▶ Task to complete
Find the lines of data that contain the string "such", then list them.

Collection entries:
________________________________________
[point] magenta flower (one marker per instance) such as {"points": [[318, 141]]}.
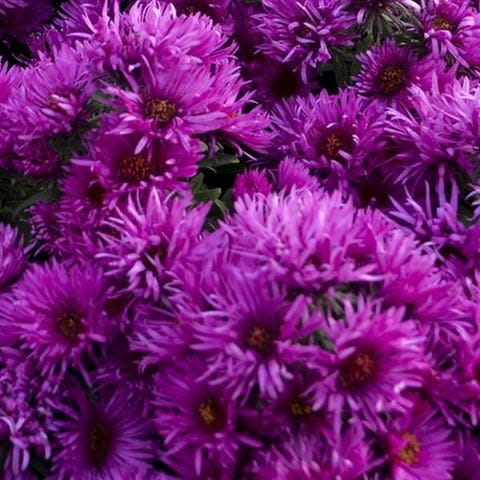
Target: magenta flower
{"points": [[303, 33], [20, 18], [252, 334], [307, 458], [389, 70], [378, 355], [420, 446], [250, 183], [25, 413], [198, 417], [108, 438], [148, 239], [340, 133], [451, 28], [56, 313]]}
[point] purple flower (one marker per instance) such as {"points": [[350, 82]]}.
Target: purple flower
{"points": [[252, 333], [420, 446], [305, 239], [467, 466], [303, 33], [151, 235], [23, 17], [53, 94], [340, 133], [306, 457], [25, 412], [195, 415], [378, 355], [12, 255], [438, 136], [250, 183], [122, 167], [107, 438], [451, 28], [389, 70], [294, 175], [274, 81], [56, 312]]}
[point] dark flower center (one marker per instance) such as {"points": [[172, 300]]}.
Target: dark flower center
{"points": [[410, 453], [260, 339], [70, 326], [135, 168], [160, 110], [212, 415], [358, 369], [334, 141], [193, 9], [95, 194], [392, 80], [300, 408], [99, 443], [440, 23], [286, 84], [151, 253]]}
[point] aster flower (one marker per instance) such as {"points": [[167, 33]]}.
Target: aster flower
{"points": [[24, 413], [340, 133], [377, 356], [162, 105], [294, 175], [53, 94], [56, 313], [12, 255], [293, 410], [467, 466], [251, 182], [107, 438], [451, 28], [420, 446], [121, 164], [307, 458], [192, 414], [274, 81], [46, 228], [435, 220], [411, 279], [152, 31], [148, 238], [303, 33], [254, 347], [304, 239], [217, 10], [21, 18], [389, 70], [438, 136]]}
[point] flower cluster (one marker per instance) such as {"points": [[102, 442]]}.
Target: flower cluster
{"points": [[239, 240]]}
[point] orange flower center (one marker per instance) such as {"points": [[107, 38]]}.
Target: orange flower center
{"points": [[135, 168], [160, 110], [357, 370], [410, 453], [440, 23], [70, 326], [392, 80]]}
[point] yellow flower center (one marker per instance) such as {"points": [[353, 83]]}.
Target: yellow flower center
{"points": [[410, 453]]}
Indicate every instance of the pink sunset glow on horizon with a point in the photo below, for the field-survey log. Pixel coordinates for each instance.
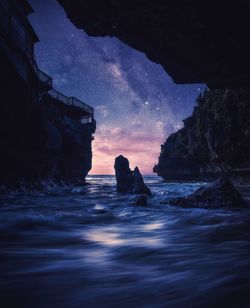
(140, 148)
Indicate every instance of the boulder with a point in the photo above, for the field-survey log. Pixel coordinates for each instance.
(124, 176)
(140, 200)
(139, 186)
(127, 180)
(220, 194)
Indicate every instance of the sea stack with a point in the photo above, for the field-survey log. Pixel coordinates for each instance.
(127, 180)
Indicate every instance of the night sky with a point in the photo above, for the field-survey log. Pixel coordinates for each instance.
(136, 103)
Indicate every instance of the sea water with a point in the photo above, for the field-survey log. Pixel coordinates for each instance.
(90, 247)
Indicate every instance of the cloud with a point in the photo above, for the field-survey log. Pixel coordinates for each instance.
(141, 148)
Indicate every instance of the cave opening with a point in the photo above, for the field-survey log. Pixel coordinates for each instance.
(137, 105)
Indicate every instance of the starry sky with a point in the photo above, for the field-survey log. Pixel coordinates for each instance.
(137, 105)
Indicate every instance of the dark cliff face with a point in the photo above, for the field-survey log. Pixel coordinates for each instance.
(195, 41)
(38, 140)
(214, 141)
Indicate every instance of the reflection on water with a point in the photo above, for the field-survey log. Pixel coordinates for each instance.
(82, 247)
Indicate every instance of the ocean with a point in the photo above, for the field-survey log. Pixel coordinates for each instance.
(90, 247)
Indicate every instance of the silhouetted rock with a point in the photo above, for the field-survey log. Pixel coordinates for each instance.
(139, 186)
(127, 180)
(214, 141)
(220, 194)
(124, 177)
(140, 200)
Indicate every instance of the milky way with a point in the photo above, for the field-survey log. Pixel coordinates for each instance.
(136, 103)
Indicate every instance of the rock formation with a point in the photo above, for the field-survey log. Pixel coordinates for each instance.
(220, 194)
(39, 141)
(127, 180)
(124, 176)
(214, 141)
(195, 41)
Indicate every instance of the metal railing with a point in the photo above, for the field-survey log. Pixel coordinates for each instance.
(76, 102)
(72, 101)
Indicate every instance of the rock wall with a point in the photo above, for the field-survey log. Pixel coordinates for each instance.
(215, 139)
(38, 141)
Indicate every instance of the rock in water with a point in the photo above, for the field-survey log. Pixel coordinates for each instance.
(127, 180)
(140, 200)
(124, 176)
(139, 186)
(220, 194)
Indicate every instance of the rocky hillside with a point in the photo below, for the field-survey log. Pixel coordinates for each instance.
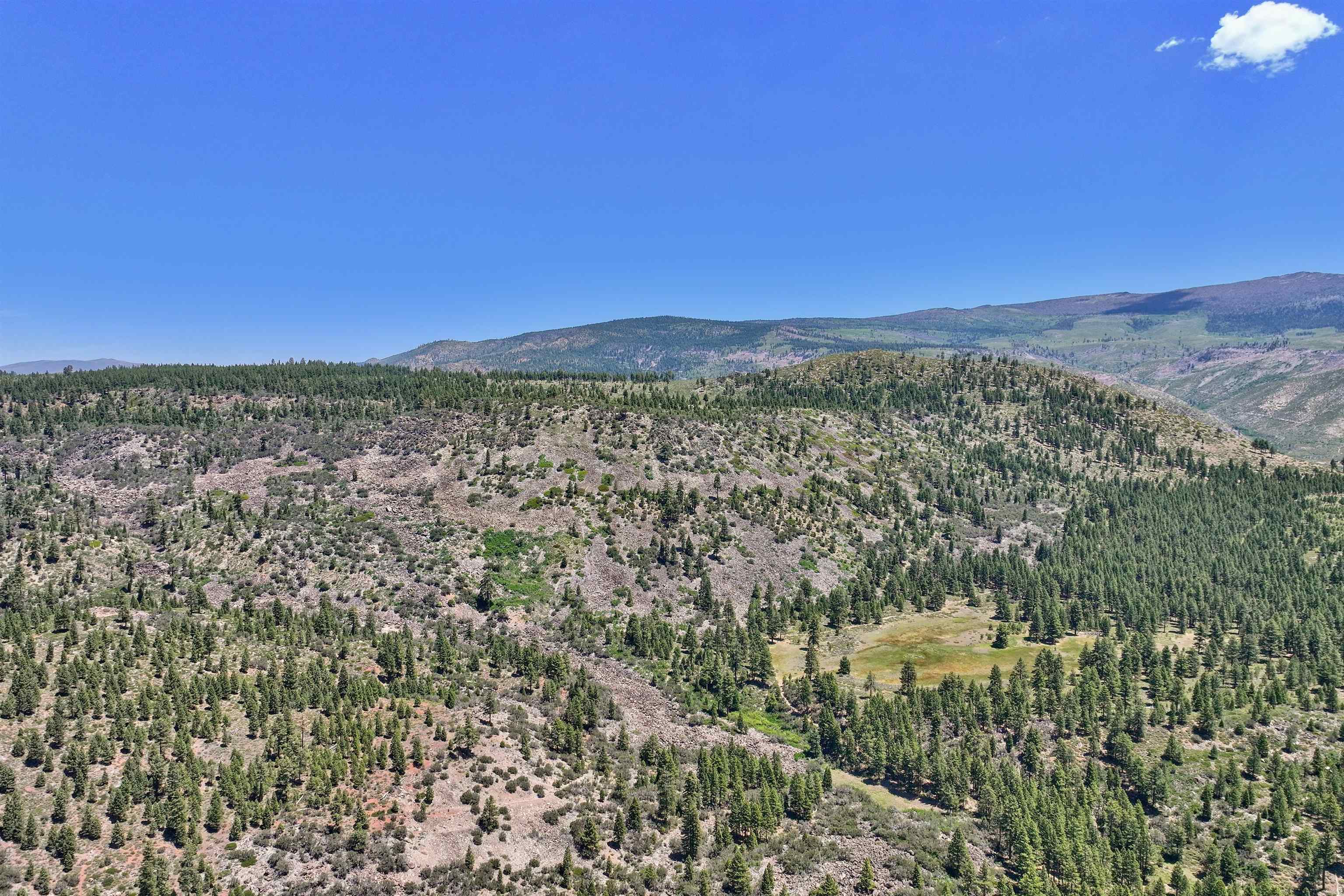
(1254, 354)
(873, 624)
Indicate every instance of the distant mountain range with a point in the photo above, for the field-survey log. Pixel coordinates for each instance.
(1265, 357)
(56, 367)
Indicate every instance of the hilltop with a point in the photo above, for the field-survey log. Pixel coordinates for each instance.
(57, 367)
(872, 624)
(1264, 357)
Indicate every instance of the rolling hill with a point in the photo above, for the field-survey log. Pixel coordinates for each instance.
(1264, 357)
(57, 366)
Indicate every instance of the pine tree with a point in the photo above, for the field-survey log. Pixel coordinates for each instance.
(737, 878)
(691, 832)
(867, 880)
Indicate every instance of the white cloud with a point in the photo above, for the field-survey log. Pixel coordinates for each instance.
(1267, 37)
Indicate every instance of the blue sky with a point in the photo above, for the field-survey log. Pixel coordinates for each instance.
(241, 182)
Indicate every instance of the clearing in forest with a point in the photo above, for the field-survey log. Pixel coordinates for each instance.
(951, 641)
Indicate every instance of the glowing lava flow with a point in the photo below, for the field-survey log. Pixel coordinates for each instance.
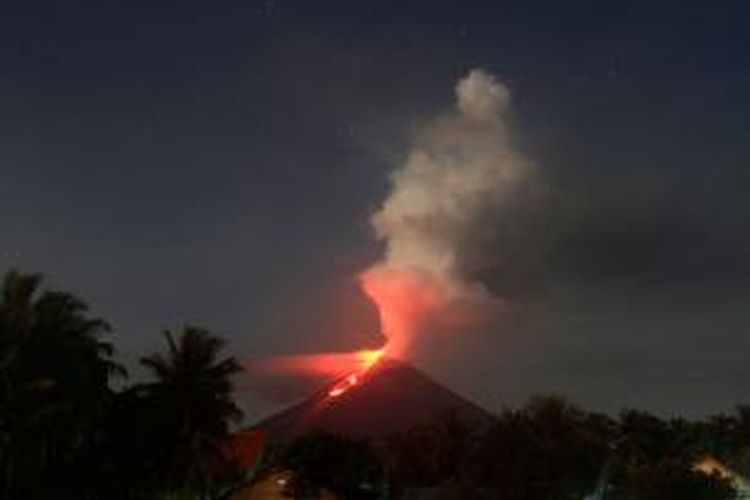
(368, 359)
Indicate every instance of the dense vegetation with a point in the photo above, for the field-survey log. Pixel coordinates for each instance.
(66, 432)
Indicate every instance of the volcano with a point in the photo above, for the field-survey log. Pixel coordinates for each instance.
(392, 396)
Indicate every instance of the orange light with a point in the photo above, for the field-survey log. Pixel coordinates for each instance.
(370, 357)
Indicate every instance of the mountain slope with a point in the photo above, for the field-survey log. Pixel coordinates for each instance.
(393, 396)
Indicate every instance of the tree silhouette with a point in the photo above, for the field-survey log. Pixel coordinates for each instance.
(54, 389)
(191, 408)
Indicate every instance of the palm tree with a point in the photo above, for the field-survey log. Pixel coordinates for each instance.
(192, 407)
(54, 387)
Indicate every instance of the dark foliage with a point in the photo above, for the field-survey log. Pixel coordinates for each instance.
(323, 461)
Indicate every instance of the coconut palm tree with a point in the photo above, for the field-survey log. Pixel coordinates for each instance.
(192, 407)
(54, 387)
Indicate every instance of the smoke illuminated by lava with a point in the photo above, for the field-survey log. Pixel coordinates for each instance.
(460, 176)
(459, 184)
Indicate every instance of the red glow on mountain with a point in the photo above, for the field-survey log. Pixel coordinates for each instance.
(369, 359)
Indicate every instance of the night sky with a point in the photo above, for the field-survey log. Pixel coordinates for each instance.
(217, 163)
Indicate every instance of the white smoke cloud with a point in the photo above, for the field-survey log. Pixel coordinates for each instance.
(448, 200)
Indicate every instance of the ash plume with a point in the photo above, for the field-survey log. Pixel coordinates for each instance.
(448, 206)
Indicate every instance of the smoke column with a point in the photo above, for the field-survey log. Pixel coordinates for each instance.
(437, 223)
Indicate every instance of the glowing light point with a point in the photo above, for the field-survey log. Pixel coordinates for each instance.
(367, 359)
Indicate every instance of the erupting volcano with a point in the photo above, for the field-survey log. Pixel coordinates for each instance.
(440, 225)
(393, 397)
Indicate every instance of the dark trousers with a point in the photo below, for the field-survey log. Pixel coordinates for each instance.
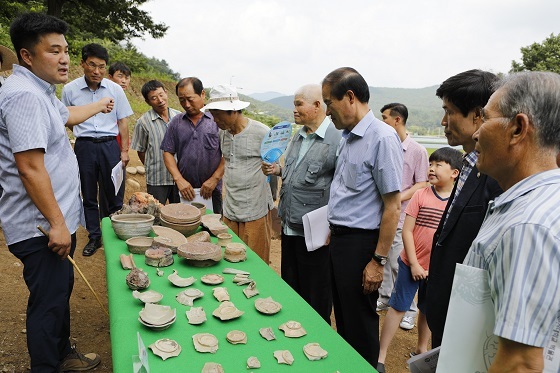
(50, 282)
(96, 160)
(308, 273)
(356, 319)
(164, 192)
________________________________________
▶ Exercise output
[point] magenta flower (one marker per instance) such as {"points": [[318, 141]]}.
[point] purple flower (one marker per instance) such as {"points": [[350, 82]]}.
[point] dark flower center (one marker per instance) such as {"points": [[172, 300]]}.
[point] aster flower (one marker per instance) such as {"points": [[167, 33]]}.
[point] flower cluster (one marker per instance) such as {"points": [[102, 442]]}.
[point] orange flower center (one marker per instance) such as {"points": [[107, 38]]}.
[point] yellow flower center (one marker per instance) such as {"points": [[353, 83]]}.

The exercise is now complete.